Kids need to be vaccinated against Covid-19, a top advisor to the Food and Drug Administration on children’s vaccines told the agency Thursday.
“It just seems silly to think that we’re not going to have to include children as part of that,” Dr. Paul Offit, director of the Vaccine Education Center at the Children’s Hospital of Philadelphia and advisor to the FDA said. “They can suffer and be hospitalized and occasionally die,” he said, noting that 300 kids have died from this virus so far.
Offit, a voting member of the agency’s Vaccines and Related Biological Products Advisory Committee, was speaking during the panel’s meeting discussing the use of Covid-19 vaccines in children as young as 6 months old.
“We have variants that are becoming more contagious, which means you need a higher level of population immunity … for years if not decades,” Offit said. He also said that we still vaccinate children for polio every year even though we haven’t had a case of polio since the 1970s.
Data from the American Academy of Pediatrics show that nearly 4 million children have tested positive for Covid since the onset of the pandemic. Last week, more than 16,000 new cases in children were reported, the lowest since June 2020, according to the data. In states reporting, less than 1% of all child Covid cases resulted in death, the AAP wrote on their website.
“I think come winter, we’re going to really see how well we’re doing in terms of population immunity,” Offit said. “The notion that we are not going to have to vaccinate children going forward I think is wrong.”

(Saved entries)

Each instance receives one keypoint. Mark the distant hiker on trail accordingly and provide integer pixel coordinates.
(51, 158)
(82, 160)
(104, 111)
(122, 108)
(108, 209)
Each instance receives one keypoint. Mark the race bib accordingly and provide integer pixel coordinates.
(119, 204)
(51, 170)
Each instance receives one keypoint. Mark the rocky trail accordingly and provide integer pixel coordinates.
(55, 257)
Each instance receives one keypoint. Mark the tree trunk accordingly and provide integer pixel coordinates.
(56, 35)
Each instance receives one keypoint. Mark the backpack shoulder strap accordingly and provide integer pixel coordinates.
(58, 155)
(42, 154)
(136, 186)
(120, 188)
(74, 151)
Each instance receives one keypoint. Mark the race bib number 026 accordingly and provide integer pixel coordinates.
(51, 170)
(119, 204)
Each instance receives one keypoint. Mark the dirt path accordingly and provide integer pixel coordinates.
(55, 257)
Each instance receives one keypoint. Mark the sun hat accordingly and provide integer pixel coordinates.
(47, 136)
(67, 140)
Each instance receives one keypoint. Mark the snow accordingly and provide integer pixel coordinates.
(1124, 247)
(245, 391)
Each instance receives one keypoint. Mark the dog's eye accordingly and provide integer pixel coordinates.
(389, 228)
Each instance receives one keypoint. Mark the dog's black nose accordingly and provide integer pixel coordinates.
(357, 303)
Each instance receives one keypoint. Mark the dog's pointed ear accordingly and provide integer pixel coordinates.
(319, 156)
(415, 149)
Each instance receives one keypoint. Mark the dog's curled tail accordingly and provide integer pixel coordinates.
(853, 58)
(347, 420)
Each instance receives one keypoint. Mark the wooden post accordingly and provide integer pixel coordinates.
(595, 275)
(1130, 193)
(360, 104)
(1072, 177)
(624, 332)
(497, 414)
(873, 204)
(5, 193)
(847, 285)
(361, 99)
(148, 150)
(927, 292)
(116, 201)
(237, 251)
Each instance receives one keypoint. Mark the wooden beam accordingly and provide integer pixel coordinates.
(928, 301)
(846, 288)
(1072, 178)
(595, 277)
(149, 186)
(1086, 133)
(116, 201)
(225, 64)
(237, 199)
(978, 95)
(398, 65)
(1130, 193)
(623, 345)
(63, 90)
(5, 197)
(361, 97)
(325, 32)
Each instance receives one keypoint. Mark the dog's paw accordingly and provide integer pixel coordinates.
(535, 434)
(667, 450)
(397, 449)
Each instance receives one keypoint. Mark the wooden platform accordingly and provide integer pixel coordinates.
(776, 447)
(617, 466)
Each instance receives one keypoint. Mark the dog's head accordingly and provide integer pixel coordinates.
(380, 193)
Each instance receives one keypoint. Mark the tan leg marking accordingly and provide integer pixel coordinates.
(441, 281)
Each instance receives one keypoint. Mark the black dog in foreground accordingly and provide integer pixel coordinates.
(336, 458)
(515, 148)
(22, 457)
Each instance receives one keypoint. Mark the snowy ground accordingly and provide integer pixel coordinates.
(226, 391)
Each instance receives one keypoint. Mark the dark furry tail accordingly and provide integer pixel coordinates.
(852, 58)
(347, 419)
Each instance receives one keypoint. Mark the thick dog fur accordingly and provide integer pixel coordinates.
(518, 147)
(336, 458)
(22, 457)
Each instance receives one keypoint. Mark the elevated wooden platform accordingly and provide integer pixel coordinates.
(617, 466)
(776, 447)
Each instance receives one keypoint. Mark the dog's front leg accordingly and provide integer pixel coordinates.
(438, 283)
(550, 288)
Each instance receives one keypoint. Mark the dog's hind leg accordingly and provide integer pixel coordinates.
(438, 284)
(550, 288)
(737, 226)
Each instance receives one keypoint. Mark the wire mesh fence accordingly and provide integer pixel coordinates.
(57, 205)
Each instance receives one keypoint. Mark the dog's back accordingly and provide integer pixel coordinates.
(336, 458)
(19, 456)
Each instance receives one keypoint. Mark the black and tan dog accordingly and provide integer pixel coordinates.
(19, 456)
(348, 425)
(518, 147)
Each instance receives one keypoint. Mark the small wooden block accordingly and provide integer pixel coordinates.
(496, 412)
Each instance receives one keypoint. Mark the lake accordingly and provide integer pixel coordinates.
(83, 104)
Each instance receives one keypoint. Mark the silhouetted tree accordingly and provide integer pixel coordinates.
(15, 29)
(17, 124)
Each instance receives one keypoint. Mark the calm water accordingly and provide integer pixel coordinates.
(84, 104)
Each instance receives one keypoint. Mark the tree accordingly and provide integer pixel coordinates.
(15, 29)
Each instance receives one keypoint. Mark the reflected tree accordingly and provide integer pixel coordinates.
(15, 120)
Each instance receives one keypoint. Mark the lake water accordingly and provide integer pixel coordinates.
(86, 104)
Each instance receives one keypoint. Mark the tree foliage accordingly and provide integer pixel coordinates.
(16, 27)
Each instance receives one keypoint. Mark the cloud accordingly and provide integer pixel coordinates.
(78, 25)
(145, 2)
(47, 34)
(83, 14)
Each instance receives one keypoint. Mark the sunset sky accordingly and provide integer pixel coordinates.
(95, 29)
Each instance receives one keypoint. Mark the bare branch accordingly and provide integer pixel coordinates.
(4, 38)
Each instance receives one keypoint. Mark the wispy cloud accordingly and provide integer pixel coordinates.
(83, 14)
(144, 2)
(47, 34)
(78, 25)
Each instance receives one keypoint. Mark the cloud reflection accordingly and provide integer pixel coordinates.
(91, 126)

PROBLEM DETAILS »
According to the article on vaccinating children against Covid-19, how many new cases in children were reported last week?

REPLY TO THE TASK »
More than 16,000 new cases in children were reported last week.